__TASK DETAILS__.
Count every line in the data below where "after" occurs, then state that number and nothing more.

(Source data)
__________________________________________________

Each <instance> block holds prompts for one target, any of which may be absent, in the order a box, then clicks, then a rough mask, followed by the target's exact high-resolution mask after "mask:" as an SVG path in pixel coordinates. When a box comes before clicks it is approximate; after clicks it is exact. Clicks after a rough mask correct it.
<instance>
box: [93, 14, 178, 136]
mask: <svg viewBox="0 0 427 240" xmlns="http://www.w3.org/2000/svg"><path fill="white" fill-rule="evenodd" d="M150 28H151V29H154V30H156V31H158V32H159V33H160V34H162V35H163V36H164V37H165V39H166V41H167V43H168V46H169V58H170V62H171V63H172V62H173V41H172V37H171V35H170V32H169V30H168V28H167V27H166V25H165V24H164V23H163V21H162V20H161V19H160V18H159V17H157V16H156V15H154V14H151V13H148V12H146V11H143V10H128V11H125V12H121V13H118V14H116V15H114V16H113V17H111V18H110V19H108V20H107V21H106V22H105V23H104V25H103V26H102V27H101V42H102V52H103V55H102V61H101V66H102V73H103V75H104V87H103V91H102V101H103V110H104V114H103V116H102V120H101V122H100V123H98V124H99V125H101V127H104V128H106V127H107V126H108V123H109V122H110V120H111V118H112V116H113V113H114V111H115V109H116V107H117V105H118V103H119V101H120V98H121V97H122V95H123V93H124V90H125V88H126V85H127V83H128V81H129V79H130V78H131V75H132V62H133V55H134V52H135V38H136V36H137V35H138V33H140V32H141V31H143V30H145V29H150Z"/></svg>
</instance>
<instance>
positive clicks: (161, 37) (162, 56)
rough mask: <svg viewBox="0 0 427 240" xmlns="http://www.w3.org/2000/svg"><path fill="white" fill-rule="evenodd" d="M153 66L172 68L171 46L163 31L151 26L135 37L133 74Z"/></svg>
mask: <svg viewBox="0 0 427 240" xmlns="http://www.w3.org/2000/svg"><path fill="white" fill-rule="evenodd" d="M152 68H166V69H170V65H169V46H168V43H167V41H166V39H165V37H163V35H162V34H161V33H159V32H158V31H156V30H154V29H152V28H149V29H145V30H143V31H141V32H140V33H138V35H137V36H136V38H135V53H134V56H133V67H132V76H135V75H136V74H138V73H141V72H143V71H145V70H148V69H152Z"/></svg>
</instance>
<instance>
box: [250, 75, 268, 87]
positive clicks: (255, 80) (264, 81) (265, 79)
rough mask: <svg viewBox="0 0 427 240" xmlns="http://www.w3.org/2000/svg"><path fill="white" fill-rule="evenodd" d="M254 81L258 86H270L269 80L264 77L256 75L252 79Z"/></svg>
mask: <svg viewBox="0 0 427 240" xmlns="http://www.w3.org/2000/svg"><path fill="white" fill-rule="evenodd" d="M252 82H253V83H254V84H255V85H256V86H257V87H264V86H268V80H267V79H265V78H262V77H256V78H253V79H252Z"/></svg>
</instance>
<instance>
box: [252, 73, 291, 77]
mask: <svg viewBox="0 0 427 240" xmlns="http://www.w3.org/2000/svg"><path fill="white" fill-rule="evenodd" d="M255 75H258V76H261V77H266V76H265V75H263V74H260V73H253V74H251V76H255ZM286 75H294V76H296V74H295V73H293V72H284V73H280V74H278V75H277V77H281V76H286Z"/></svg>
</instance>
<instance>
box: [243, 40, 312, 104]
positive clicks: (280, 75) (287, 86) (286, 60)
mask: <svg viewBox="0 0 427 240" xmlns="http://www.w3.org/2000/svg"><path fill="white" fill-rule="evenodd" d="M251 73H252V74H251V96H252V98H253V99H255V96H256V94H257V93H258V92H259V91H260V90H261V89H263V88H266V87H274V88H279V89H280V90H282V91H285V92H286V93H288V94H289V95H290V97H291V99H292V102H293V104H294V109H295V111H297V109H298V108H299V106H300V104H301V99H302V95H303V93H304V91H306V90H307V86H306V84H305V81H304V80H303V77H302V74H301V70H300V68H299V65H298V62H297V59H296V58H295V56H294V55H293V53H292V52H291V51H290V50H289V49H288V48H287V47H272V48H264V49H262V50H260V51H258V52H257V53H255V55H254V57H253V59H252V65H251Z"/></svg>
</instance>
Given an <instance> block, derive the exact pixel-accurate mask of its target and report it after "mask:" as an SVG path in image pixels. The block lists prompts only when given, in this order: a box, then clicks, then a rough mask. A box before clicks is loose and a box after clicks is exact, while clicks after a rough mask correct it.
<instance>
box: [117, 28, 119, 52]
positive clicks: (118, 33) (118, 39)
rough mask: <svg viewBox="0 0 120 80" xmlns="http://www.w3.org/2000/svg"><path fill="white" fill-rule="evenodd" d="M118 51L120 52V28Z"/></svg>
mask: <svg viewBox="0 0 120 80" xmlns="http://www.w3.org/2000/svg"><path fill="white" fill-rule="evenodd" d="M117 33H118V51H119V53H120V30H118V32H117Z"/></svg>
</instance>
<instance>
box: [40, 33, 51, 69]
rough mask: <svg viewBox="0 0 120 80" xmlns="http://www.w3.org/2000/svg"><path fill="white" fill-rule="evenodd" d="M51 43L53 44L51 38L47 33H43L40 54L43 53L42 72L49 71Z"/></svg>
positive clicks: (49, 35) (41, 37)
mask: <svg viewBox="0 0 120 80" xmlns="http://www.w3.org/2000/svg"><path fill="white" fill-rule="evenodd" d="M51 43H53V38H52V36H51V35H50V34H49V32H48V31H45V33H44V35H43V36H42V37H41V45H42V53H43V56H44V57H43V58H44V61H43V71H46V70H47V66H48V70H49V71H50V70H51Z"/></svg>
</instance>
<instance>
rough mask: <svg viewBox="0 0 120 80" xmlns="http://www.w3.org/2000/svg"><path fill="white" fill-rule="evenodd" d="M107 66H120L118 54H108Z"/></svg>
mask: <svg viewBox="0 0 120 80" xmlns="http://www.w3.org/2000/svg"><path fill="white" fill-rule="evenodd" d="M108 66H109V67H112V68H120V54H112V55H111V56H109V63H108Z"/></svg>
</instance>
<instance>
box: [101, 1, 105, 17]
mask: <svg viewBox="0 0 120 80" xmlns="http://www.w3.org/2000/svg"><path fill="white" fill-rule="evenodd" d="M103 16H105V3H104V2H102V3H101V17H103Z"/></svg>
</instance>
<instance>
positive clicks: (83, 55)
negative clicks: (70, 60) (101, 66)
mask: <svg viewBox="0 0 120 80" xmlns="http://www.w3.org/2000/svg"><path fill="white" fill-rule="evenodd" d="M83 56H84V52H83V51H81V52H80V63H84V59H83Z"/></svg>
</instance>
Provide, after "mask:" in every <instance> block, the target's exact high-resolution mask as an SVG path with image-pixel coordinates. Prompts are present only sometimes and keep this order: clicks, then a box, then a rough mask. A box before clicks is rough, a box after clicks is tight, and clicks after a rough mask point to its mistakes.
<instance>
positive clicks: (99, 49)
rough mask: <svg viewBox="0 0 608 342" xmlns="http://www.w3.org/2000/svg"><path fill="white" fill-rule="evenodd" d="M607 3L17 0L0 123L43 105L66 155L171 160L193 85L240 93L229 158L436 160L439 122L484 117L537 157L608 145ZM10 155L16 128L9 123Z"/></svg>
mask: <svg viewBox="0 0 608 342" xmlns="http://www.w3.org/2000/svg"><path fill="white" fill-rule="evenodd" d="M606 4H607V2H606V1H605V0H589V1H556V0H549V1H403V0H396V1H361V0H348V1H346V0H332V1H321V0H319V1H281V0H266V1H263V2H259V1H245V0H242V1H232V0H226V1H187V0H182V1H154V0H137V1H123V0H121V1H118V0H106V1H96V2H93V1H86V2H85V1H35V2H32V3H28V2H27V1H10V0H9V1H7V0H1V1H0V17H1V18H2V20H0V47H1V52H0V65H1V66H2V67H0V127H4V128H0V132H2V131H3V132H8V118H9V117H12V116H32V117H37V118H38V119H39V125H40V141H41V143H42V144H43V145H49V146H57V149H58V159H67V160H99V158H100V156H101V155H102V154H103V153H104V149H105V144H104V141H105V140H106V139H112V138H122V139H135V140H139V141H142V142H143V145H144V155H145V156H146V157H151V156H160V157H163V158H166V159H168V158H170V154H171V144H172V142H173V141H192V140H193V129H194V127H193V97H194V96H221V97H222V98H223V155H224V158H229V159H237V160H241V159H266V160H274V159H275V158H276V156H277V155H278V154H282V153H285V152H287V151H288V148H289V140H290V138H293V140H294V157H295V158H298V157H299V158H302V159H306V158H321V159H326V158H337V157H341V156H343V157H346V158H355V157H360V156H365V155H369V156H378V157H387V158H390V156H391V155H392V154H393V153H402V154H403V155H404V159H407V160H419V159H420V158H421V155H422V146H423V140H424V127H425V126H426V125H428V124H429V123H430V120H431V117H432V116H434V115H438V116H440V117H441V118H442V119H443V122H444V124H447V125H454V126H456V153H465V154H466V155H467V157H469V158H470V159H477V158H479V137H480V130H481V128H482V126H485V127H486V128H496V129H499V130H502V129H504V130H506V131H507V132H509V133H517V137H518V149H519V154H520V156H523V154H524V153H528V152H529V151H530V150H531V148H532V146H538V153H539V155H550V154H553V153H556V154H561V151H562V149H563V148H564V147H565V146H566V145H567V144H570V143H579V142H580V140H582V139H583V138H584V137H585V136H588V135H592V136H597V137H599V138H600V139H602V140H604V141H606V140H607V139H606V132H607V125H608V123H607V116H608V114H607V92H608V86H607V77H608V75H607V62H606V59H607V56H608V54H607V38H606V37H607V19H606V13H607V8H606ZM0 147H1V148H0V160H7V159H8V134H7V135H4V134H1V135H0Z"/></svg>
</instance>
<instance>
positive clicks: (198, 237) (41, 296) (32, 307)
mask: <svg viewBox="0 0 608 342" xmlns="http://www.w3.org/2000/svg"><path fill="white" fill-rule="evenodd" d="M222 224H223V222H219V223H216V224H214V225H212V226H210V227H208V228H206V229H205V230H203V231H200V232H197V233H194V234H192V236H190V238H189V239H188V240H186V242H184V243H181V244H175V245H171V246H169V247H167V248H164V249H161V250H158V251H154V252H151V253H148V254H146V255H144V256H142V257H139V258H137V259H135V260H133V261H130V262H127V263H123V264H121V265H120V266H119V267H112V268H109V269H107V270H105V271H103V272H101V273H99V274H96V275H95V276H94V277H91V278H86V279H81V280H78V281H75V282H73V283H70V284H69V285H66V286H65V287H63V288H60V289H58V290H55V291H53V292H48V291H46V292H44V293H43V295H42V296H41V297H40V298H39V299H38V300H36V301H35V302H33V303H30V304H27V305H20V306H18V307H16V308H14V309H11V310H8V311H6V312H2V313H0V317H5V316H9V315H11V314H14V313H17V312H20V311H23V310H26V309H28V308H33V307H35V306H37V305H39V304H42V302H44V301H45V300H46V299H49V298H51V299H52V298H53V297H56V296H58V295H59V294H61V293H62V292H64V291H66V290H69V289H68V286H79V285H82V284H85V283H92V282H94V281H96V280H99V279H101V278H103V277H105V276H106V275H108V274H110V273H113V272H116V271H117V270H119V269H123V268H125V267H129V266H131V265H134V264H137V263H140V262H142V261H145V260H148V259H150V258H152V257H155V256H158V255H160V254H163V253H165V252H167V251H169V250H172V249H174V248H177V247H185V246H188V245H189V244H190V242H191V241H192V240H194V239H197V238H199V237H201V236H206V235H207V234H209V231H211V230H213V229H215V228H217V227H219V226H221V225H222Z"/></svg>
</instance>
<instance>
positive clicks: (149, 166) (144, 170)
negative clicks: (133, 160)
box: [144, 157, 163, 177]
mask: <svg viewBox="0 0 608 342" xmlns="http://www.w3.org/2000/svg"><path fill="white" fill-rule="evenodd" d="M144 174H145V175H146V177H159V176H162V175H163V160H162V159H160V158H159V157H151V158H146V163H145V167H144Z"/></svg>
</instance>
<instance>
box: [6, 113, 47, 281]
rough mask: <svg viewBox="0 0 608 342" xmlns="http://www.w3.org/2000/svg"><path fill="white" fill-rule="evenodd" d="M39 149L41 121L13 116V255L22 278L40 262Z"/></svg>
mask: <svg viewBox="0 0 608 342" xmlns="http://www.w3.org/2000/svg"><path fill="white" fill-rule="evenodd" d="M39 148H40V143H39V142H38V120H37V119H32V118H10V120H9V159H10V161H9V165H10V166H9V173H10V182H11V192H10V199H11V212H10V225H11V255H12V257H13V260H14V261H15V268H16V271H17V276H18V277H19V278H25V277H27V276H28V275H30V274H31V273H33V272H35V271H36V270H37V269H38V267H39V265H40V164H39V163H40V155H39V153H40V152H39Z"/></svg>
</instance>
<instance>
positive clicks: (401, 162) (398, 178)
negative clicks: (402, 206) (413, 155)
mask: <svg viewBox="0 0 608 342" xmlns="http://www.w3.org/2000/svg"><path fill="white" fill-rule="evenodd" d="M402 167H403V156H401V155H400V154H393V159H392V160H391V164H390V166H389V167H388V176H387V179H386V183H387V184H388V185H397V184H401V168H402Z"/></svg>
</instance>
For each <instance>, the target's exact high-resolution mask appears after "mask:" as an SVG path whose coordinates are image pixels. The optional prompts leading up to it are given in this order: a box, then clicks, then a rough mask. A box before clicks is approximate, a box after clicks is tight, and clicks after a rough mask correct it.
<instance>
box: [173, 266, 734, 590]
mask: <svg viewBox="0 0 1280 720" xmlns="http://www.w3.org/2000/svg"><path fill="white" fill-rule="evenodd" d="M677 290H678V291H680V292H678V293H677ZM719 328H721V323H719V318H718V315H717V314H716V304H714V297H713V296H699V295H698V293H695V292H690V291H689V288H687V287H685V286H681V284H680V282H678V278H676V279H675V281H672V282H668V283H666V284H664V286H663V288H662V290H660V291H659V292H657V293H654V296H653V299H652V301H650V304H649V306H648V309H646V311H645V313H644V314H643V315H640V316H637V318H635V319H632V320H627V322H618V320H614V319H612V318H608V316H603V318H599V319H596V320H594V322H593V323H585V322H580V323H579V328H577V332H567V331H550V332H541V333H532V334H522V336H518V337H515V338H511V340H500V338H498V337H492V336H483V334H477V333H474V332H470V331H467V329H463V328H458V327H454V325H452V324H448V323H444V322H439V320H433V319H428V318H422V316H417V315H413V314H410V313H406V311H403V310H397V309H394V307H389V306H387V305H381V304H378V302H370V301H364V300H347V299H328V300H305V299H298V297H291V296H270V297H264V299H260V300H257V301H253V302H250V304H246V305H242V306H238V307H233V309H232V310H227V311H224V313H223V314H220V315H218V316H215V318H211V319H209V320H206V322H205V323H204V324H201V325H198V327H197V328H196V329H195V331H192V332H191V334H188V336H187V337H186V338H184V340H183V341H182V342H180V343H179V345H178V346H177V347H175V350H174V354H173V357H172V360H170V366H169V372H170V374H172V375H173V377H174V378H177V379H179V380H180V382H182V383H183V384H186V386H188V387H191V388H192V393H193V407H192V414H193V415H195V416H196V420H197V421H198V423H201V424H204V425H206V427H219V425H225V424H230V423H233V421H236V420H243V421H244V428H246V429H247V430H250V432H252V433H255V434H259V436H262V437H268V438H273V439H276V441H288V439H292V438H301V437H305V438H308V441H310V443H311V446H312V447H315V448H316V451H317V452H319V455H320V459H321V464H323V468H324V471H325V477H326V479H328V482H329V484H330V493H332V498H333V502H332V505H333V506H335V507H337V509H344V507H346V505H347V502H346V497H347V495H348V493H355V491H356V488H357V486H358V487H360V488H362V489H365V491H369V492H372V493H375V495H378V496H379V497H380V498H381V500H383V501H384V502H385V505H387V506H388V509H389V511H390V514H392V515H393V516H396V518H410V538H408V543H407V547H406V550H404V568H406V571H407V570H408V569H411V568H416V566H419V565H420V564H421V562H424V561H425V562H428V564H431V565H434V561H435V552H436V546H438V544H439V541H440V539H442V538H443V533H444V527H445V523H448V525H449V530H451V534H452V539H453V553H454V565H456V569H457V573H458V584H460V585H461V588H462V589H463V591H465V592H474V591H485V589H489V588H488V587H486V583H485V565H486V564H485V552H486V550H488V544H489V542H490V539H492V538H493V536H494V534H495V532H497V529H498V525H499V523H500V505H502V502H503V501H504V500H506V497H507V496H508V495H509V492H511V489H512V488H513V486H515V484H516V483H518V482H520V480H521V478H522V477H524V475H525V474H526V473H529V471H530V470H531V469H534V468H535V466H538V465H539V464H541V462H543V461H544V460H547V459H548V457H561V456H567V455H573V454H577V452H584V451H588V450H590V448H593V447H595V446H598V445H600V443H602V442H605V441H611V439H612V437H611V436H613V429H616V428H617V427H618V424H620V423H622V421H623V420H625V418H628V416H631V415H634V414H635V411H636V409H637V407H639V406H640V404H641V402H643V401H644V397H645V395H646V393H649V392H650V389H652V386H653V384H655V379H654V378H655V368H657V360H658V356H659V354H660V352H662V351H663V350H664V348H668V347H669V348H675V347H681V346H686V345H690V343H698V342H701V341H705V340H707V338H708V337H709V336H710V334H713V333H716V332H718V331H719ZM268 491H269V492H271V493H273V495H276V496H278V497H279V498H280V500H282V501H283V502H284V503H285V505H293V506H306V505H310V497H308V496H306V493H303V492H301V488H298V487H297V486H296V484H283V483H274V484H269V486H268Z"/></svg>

__________________________________________________

__FINAL ANSWER__.
4